» Aim of the task: Rewrite the material below as a numbered list with one line per item, leaving out the blank lines and the pictures.

┄┄┄┄┄┄

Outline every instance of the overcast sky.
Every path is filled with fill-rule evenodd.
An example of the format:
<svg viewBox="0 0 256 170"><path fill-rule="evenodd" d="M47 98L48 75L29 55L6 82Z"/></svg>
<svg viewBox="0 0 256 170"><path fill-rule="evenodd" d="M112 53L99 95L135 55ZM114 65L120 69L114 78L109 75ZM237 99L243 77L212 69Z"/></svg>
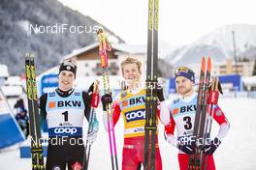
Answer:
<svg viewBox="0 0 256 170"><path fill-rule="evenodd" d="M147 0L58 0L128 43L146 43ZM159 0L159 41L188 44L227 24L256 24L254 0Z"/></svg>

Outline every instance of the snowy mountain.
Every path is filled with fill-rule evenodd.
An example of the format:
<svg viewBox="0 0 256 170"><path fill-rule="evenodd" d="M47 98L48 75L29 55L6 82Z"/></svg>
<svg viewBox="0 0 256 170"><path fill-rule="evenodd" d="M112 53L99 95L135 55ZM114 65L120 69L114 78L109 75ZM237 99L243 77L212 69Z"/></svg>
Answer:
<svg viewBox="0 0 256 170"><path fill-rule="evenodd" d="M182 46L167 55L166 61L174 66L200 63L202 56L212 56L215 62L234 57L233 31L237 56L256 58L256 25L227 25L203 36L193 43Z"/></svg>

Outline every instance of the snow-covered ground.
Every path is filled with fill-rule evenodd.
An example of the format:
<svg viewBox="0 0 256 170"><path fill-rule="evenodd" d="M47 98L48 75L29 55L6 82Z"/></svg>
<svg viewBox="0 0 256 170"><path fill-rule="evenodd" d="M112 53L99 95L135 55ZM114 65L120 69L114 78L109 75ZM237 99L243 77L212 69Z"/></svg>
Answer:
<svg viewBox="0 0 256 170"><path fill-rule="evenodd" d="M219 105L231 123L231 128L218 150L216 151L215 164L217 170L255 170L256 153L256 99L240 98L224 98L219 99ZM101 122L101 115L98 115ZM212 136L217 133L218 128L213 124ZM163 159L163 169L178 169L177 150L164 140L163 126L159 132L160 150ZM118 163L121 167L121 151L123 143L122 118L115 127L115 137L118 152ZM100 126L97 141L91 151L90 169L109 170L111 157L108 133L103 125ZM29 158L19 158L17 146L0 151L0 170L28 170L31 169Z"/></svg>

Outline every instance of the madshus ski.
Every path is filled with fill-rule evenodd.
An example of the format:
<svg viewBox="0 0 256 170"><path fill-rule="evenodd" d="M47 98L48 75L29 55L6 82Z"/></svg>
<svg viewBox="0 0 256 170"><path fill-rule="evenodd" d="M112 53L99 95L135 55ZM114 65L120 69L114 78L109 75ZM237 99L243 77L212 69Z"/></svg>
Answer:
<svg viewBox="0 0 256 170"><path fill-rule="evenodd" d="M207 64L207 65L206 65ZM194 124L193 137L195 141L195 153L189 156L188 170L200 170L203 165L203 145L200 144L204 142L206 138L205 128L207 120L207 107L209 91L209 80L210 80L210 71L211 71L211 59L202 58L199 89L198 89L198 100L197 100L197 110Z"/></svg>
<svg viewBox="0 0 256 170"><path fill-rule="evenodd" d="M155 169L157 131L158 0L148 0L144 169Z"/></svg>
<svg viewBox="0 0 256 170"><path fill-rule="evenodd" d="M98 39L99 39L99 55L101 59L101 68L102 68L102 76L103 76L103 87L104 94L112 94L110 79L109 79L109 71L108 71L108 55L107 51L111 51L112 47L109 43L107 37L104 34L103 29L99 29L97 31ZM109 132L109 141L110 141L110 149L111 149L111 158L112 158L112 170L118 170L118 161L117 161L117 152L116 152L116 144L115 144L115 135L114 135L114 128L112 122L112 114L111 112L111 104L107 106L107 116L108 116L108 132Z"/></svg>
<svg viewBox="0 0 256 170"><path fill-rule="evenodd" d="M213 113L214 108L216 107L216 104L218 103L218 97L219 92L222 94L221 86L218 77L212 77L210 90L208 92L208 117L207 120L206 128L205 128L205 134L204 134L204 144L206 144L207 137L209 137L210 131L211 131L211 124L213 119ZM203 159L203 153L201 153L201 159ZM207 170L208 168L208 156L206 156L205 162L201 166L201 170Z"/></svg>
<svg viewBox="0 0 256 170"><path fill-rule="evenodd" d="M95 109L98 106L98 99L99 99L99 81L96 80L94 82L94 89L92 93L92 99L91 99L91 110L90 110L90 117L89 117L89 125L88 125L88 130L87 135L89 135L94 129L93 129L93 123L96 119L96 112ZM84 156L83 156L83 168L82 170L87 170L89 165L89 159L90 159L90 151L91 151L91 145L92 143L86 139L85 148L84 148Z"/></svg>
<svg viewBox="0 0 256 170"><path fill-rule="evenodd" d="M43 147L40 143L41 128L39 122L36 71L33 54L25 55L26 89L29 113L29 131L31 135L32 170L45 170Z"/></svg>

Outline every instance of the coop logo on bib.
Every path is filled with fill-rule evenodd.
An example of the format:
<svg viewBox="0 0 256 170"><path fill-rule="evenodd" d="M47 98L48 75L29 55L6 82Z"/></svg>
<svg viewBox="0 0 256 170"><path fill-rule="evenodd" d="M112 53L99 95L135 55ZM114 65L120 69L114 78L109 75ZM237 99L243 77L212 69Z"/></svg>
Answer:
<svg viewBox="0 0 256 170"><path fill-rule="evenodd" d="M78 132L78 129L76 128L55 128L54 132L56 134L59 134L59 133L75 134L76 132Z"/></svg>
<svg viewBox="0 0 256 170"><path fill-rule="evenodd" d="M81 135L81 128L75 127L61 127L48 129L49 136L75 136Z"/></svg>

┄┄┄┄┄┄

» The solution:
1. Outline every instance of the overcast sky.
2. Every path is filled with fill-rule evenodd.
3. An example of the format:
4. <svg viewBox="0 0 256 170"><path fill-rule="evenodd" d="M47 98L48 75L29 55L6 82Z"/></svg>
5. <svg viewBox="0 0 256 170"><path fill-rule="evenodd" d="M112 53L99 95L135 55ZM114 65L120 69L114 78L109 75ZM237 99L243 77L212 69Z"/></svg>
6. Answer:
7. <svg viewBox="0 0 256 170"><path fill-rule="evenodd" d="M147 0L58 0L128 43L146 43ZM159 0L159 41L188 44L227 24L256 24L254 0Z"/></svg>
8. Outline every instance of the snowy mountain.
9. Every path is filled with fill-rule evenodd.
10. An example of the format:
11. <svg viewBox="0 0 256 170"><path fill-rule="evenodd" d="M47 98L48 75L29 55L6 82Z"/></svg>
12. <svg viewBox="0 0 256 170"><path fill-rule="evenodd" d="M112 53L99 95L135 55ZM114 65L120 69L114 78L109 75ZM237 99L243 77L212 69Z"/></svg>
13. Answer:
14. <svg viewBox="0 0 256 170"><path fill-rule="evenodd" d="M182 46L167 55L166 61L174 66L200 63L202 56L212 56L215 62L234 57L233 31L237 56L256 58L256 25L227 25L203 36L193 43Z"/></svg>
15. Outline every instance of the snow-covered ground.
16. Every path is filled with fill-rule evenodd.
17. An example of the format:
18. <svg viewBox="0 0 256 170"><path fill-rule="evenodd" d="M47 98L48 75L29 55L6 82Z"/></svg>
19. <svg viewBox="0 0 256 170"><path fill-rule="evenodd" d="M112 53L99 95L135 55ZM114 65L120 69L114 78L109 75ZM237 99L243 77L212 69Z"/></svg>
20. Answer:
21. <svg viewBox="0 0 256 170"><path fill-rule="evenodd" d="M219 105L231 123L231 128L218 150L216 151L215 164L217 170L255 170L256 153L256 99L240 98L224 98L219 99ZM101 122L101 115L98 115ZM212 136L217 133L218 128L213 124ZM163 159L163 169L178 169L177 150L164 140L163 126L159 132L160 150ZM118 163L121 167L121 151L123 143L122 118L115 127L115 137L118 152ZM100 126L97 141L91 151L90 169L109 170L111 157L108 133L103 125ZM29 158L19 158L17 146L0 151L0 170L28 170L31 169Z"/></svg>
22. Outline every instance of the madshus ski.
23. Every path is filled with fill-rule evenodd.
24. An example of the format:
25. <svg viewBox="0 0 256 170"><path fill-rule="evenodd" d="M47 98L48 75L29 55L6 82Z"/></svg>
26. <svg viewBox="0 0 256 170"><path fill-rule="evenodd" d="M112 53L99 95L135 55ZM114 65L120 69L114 78L109 75ZM237 99L243 77L212 69Z"/></svg>
27. Answer:
28. <svg viewBox="0 0 256 170"><path fill-rule="evenodd" d="M207 64L207 65L206 65ZM194 124L193 137L195 141L195 153L189 156L188 170L200 170L203 165L203 145L200 144L204 142L206 138L205 128L207 120L207 107L209 91L209 80L210 80L210 71L211 71L211 59L202 58L199 89L198 89L198 100L197 100L197 110Z"/></svg>
29. <svg viewBox="0 0 256 170"><path fill-rule="evenodd" d="M155 169L157 131L158 0L148 0L144 169Z"/></svg>
30. <svg viewBox="0 0 256 170"><path fill-rule="evenodd" d="M98 39L99 39L99 55L101 59L101 68L102 68L102 76L103 76L103 87L104 94L112 94L110 79L109 79L109 71L108 71L108 55L107 51L111 51L112 47L109 43L107 37L104 34L103 29L99 29L97 31ZM109 132L109 141L110 141L110 149L111 149L111 158L112 158L112 170L118 170L118 161L117 161L117 152L116 152L116 144L115 144L115 135L114 135L114 128L112 122L112 114L111 112L111 104L107 106L107 116L108 116L108 132Z"/></svg>
31. <svg viewBox="0 0 256 170"><path fill-rule="evenodd" d="M213 113L214 108L216 107L216 104L218 103L218 97L219 92L222 94L221 86L218 77L212 77L210 90L208 92L208 117L207 120L206 128L205 128L205 134L204 134L204 144L206 144L207 137L209 137L210 131L211 131L211 124L213 119ZM203 159L203 153L201 153L201 159ZM207 170L208 168L208 156L206 156L205 162L201 166L201 170Z"/></svg>
32. <svg viewBox="0 0 256 170"><path fill-rule="evenodd" d="M95 109L98 106L98 99L99 99L99 81L96 80L94 82L94 89L92 93L92 99L91 99L91 110L90 110L90 117L89 117L89 125L88 125L88 130L87 135L89 135L94 129L93 129L93 123L96 119L96 112ZM84 156L83 156L83 168L82 170L87 170L89 165L89 159L90 159L90 151L91 151L91 145L92 143L86 139L85 148L84 148Z"/></svg>
33. <svg viewBox="0 0 256 170"><path fill-rule="evenodd" d="M43 147L40 143L41 128L39 122L36 71L33 54L25 55L26 89L29 113L29 131L31 135L32 170L45 170Z"/></svg>
34. Outline every instance of the coop logo on bib.
35. Every path is filled with fill-rule evenodd.
36. An example of the format:
37. <svg viewBox="0 0 256 170"><path fill-rule="evenodd" d="M47 98L48 75L29 55L6 82Z"/></svg>
38. <svg viewBox="0 0 256 170"><path fill-rule="evenodd" d="M112 53L99 95L135 55ZM114 65L120 69L114 78L109 75ZM237 99L243 77L212 69Z"/></svg>
39. Answer:
40. <svg viewBox="0 0 256 170"><path fill-rule="evenodd" d="M78 132L78 129L76 128L55 128L54 132L56 134L59 134L59 133L75 134L76 132Z"/></svg>
41. <svg viewBox="0 0 256 170"><path fill-rule="evenodd" d="M81 135L81 128L75 127L61 127L48 129L49 136L75 136Z"/></svg>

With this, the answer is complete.